● Task statement
Find each line in the items below that contains the string "zipper" and copy those lines out.

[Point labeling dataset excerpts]

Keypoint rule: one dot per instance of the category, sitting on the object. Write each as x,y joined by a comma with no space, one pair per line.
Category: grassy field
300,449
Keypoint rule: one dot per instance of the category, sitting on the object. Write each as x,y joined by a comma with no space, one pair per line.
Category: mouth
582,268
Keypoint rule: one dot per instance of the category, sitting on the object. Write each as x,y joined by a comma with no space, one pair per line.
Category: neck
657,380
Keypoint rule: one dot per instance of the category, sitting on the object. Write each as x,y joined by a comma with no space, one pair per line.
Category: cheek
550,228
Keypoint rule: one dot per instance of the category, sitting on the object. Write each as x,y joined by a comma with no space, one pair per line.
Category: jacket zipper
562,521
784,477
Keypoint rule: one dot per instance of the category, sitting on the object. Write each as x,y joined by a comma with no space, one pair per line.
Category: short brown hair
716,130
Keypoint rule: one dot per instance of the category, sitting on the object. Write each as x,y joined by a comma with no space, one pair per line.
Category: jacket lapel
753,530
...
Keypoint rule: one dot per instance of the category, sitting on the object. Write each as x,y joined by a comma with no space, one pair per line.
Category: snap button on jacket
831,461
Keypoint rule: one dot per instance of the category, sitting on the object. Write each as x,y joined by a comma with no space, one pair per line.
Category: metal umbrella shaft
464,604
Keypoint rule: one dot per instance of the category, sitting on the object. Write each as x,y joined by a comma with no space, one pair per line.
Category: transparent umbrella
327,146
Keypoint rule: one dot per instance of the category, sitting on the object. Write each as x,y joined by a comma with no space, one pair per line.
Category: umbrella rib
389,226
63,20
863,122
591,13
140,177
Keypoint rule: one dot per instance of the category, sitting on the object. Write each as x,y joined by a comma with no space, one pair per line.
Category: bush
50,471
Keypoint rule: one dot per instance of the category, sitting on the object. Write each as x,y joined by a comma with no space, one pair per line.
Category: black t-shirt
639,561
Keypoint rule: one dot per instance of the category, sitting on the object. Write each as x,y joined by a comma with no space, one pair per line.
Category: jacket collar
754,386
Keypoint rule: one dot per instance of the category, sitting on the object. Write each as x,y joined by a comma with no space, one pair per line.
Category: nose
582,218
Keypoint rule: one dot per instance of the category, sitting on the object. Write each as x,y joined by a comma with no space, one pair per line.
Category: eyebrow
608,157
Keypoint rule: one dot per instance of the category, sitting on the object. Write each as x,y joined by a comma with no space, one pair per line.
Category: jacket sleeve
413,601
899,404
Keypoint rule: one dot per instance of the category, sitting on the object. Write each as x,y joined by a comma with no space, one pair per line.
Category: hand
--
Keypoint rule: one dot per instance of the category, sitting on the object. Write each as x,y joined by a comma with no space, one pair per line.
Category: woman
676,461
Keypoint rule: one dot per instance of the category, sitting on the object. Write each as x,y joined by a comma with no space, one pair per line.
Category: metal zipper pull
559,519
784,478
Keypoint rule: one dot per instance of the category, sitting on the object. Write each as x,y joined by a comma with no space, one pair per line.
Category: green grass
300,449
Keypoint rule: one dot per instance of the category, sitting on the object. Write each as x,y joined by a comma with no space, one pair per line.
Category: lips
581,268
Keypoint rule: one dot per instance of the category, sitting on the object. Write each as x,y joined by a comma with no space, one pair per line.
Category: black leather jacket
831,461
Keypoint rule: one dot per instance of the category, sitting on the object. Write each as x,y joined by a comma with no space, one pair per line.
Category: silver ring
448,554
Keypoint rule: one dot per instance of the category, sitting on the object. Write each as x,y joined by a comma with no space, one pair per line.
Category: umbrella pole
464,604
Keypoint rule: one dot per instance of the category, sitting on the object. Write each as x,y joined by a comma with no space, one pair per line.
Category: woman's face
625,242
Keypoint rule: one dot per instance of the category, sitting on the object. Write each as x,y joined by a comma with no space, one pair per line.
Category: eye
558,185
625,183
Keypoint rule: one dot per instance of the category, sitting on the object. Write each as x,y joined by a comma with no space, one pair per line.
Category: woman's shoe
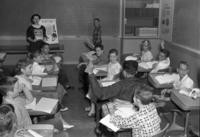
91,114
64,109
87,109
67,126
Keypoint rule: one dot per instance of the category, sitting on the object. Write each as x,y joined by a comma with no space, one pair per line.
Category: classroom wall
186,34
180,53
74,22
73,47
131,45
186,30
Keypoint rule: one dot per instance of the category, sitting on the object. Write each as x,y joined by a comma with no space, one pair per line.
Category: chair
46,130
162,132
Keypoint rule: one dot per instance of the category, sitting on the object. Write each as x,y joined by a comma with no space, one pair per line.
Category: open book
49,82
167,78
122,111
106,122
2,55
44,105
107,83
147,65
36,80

● Result for this exercise
Category: jacket zipper
Category: metal zipper pull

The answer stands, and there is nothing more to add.